Task instructions: Change every "black hair" to "dark hair" in the entries below, keeping everything else the same, and omit the images from your answer.

····················

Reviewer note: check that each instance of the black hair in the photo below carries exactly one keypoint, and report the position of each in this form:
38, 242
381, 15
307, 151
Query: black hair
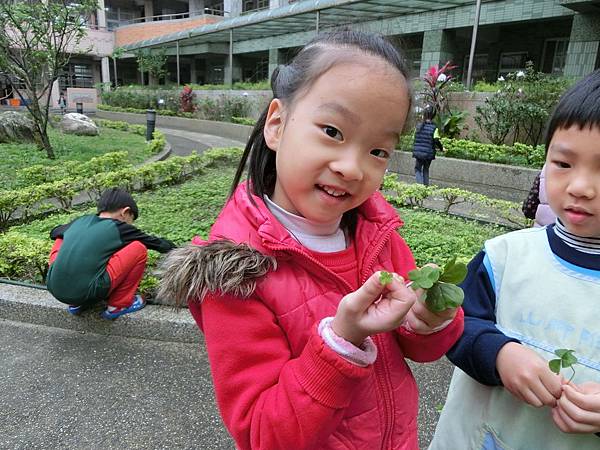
288, 81
114, 199
579, 105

····················

Solution to the problem:
Reviewer note: check that each instance of the dark hair in the photo below carries exactly one keypoint, and report the position of each in this form:
38, 242
381, 15
307, 151
Query: dark hair
288, 81
114, 199
579, 105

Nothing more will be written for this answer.